__Task goal__. Reproduce the records below word for word, from the first line to the last.

Location annotation dataset records:
——————————

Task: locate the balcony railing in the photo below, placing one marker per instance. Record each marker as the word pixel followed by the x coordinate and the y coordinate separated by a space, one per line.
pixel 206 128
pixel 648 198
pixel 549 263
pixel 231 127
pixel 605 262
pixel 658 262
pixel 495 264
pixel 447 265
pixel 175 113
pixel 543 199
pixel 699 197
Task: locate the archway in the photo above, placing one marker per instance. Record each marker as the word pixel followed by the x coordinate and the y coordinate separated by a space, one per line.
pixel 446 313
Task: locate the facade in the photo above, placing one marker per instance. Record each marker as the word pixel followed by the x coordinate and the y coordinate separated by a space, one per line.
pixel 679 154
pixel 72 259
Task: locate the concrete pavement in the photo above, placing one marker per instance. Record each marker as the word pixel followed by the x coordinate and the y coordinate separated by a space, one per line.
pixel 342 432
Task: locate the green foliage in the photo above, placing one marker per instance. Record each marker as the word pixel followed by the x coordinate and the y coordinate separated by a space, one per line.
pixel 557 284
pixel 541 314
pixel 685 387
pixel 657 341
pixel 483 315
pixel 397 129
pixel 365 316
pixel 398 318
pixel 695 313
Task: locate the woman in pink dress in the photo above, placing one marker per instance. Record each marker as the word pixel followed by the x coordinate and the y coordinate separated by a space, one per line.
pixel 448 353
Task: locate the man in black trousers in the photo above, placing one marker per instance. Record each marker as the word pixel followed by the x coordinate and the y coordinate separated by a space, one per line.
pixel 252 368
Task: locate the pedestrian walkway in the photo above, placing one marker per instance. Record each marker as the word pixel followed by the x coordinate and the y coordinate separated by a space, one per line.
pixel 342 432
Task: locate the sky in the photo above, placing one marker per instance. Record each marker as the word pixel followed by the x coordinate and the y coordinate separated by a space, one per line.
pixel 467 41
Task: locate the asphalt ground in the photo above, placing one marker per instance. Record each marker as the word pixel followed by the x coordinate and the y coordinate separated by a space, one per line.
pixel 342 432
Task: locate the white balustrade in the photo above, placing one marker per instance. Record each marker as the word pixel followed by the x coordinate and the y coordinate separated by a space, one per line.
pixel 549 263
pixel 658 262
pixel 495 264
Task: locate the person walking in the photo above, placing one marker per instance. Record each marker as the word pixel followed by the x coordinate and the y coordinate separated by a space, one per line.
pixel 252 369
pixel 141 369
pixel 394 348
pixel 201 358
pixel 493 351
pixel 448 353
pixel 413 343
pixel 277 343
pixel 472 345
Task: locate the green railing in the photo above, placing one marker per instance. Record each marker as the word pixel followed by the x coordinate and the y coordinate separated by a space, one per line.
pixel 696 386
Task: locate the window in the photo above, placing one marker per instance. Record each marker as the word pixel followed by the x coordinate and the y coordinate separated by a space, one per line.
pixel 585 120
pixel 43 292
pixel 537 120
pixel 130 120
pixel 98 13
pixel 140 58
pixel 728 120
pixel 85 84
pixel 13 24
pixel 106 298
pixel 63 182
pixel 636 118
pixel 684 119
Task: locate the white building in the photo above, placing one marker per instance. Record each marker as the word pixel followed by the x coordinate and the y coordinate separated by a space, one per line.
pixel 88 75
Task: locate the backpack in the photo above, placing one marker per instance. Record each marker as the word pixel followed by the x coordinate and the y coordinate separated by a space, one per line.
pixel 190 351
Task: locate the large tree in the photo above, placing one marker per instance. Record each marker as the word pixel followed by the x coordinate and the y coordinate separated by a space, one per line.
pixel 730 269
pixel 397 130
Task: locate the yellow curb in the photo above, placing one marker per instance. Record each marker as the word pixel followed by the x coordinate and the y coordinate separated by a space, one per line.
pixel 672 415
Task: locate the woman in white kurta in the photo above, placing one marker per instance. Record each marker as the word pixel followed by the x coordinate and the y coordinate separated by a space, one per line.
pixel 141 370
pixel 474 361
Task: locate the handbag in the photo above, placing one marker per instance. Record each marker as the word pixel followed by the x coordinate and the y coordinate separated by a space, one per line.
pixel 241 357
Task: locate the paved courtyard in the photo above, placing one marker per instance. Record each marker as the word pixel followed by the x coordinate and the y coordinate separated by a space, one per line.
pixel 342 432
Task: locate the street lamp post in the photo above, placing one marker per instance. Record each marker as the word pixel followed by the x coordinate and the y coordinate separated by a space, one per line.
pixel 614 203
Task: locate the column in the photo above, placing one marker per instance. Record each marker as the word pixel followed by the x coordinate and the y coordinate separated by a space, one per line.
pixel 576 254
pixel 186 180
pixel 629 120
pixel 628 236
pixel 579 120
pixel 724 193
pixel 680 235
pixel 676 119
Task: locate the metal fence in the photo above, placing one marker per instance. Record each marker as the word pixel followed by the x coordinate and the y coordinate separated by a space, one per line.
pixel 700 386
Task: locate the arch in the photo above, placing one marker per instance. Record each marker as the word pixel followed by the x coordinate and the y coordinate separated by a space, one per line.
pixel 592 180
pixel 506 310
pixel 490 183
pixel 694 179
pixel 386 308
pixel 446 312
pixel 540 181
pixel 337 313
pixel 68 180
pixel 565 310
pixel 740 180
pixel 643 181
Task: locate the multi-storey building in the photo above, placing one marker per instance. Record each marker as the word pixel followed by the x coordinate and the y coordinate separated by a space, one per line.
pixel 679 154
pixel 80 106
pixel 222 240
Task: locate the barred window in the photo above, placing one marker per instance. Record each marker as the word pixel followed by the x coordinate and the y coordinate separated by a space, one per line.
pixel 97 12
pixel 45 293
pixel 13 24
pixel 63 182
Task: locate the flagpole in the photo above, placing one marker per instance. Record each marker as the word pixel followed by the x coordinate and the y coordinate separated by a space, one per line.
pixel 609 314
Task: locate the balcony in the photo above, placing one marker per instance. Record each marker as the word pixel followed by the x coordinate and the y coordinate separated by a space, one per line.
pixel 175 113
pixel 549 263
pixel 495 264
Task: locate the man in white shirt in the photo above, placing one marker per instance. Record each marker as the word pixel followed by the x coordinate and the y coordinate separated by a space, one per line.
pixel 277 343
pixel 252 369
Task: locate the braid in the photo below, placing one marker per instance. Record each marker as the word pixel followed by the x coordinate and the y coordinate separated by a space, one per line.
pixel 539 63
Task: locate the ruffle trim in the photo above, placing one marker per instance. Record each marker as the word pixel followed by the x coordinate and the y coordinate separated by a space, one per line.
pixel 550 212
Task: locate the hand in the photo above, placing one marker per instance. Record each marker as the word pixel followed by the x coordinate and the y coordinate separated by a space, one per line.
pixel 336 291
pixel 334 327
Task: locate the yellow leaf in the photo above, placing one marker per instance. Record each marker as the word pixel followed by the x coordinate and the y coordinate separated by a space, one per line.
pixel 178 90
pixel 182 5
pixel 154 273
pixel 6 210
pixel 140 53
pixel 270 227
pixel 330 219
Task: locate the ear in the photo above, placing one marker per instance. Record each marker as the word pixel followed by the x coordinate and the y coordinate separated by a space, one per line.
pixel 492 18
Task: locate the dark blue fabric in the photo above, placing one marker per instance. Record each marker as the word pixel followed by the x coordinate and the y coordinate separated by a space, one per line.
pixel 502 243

——————————

__Answer to the problem__.
Task: locate the balcony railing in the photo below, placing one marker per instance. Record each marker as the word pixel followed by the x coordinate and the y coordinate separated by a space, one per line.
pixel 206 128
pixel 648 198
pixel 549 263
pixel 231 127
pixel 605 262
pixel 658 262
pixel 495 264
pixel 447 265
pixel 175 113
pixel 543 199
pixel 699 197
Task: locate the archway in the photo above, placing one marker per instance. Record each marker as the word pixel followed by the x coordinate and the y coordinate separated by a space, one per line.
pixel 446 313
Task: locate the facade in the photo above, placing one marker per instance. Record each marker as the word pixel followed by the x coordinate and the y coordinate separated by a space, one per line.
pixel 679 154
pixel 72 259
Task: locate the concrete pavement in the photo above, placing one marker per instance. Record each marker as the word pixel followed by the x coordinate and the y coordinate separated by a space, one per line.
pixel 342 432
Task: locate the green foliage in the photo above, placing one marker per instance. Record each marker as the word pixel followed by the x coordinate and the y coordinate separated by a space, one per line.
pixel 557 284
pixel 541 314
pixel 685 387
pixel 657 341
pixel 483 315
pixel 397 129
pixel 365 316
pixel 398 318
pixel 695 313
Task: locate the woman in pink dress in the photo above, placing one marker per instance. Record each marker as the word pixel followed by the x coordinate and the y coordinate separated by a space, one per line.
pixel 448 353
Task: locate the man in black trousers in the photo above, placing one marker per instance. Record each marker as the word pixel followed by the x coordinate and the y coordinate separated by a space, one per line.
pixel 252 368
Task: locate the pedestrian walkway in the photo above, placing one marker per instance. Record each marker as the word pixel followed by the x coordinate and the y coordinate separated by a space, one per line.
pixel 342 432
Task: locate the sky in the photo above, placing one marker per instance. Record each marker as the word pixel followed by the x coordinate and the y coordinate separated by a space, one per line.
pixel 467 41
Task: locate the asphalt ground in the photo above, placing one marker per instance. Record each marker as the word pixel followed by the x coordinate and the y coordinate separated by a space, one per line.
pixel 342 432
Task: locate the white balustrade in the photo above, placing one marker per instance. Record each marker as the word pixel followed by the x coordinate and the y coordinate separated by a space, one per line.
pixel 549 263
pixel 658 262
pixel 495 264
Task: locate the person walking in the photo above, placing one marker per instance. Record each marker as the word pixel followed by the x coordinate and the y coordinate separated by a space, one per line.
pixel 252 369
pixel 141 369
pixel 394 348
pixel 201 358
pixel 493 351
pixel 448 353
pixel 413 343
pixel 277 343
pixel 472 345
Task: locate the green railing in the photo above, placing one marker per instance. Record each marker as the word pixel followed by the x coordinate and the y coordinate separated by a space, one per line.
pixel 696 386
Task: locate the window in the photo above, placing one marker per instance. Record each marker as the word pixel followed by the x coordinate and the y coordinate separated by a space, one per line.
pixel 585 120
pixel 43 292
pixel 537 120
pixel 130 120
pixel 98 13
pixel 140 58
pixel 728 120
pixel 85 84
pixel 13 24
pixel 106 298
pixel 63 182
pixel 636 118
pixel 684 119
Task: locate the white building in the photo above, placing one marker per instance. Record each marker as the word pixel followed by the x coordinate and the y coordinate separated by a space, one per line.
pixel 88 75
Task: locate the backpack in the photo above, placing one marker per instance. Record each marker as the word pixel followed by the x coordinate and the y coordinate separated by a space, one per line.
pixel 190 351
Task: locate the large tree in the photo above, placing one marker per instance. Record each marker as the word pixel followed by the x coordinate and the y coordinate separated by a space, one per line.
pixel 730 269
pixel 397 130
Task: locate the yellow curb in the photo above, placing one marker per instance. Record each marker as the word pixel followed by the x coordinate and the y coordinate separated by a space, one per line.
pixel 672 415
Task: locate the woman in white kurta in the photo above, placing one marker per instance. Record each marker as the word pixel followed by the x coordinate and the y coordinate separated by a space, one per line.
pixel 141 370
pixel 474 361
Task: locate the handbag in the photo above, placing one marker per instance. Record each marker as the word pixel followed by the x coordinate and the y coordinate separated by a space, one per line.
pixel 241 357
Task: locate the paved courtyard in the photo above, placing one marker per instance. Record each marker as the word pixel followed by the x coordinate and the y coordinate separated by a space, one per line.
pixel 342 432
Task: locate the street lamp post in the photo above, placing one marker per instance. Record each marker as the word pixel followed by the x coordinate and the y coordinate separated by a space, one per line.
pixel 614 203
Task: locate the column in the photo above, placing one marker per instance. Record each marker as the word pixel followed by the x coordinate and the y coordinate separated by a space, one per line.
pixel 576 254
pixel 186 180
pixel 629 120
pixel 628 236
pixel 579 120
pixel 724 193
pixel 680 235
pixel 676 119
Task: locate the metal fence in the photo above, placing one marker per instance. Record each marker as the word pixel followed by the x coordinate and the y coordinate separated by a space, one per line.
pixel 700 386
Task: locate the arch in the photo above, placing one marker per instance. Record each marker as the word pixel followed by the x coordinate and the y coordinate separated by a space, one per line.
pixel 592 180
pixel 506 310
pixel 490 183
pixel 694 179
pixel 386 308
pixel 446 312
pixel 540 181
pixel 337 313
pixel 68 180
pixel 565 310
pixel 740 180
pixel 643 181
Task: locate the multi-storey building in the photo above, placing one marker per instance. Record each marker as the word pixel followed by the x coordinate and the y coordinate separated by a space, one per line.
pixel 679 154
pixel 80 106
pixel 222 240
Task: locate the barred window in the photo above, placing one marker per instance. Record each marker as the word pixel followed by the x coordinate and the y coordinate separated by a space, one per line.
pixel 97 12
pixel 45 293
pixel 13 24
pixel 63 182
Task: locate the flagpole in the photo above, placing one marker per instance. Record each marker as the word pixel followed by the x coordinate and the y coordinate separated by a space, one per line.
pixel 609 314
Task: locate the balcony in the photo above, placing one marker per instance. Record each marker as the word pixel followed by the x coordinate and the y coordinate separated by a space, one per line.
pixel 175 113
pixel 549 263
pixel 495 264
Task: locate the man in white shirt in the photo above, placing one marker per instance. Record each marker as the word pixel followed by the x coordinate and the y coordinate separated by a space, one per line.
pixel 277 343
pixel 252 369
Task: locate the braid in the photo below, placing one marker per instance. Record each marker as the word pixel followed by the x coordinate and the y coordinate separated by a space, one per line.
pixel 539 63
Task: locate the ruffle trim in the photo above, placing one marker per instance. Record each marker as the word pixel followed by the x coordinate and the y coordinate separated by a space, one per line.
pixel 550 212
Task: locate the hand in the photo above, placing one marker per instance. Record each marker as the word pixel followed by the x coordinate and the y coordinate separated by a space, one per line.
pixel 336 291
pixel 334 327
Task: locate the yellow leaf in the photo above, placing one marker per instance. Record each marker as the word pixel followed by the x coordinate and the y coordinate separated by a space, one per line.
pixel 178 90
pixel 182 5
pixel 154 273
pixel 6 210
pixel 140 53
pixel 270 227
pixel 330 219
Task: locate the ear in the photo above, placing one marker per instance. Record each marker as the word pixel followed by the x coordinate and the y coordinate separated by a space, one per line.
pixel 492 18
Task: locate the dark blue fabric in the photo above, placing one marker per instance. Record each marker as the word pixel followed by the x coordinate and the y coordinate separated by a space, one per line.
pixel 502 243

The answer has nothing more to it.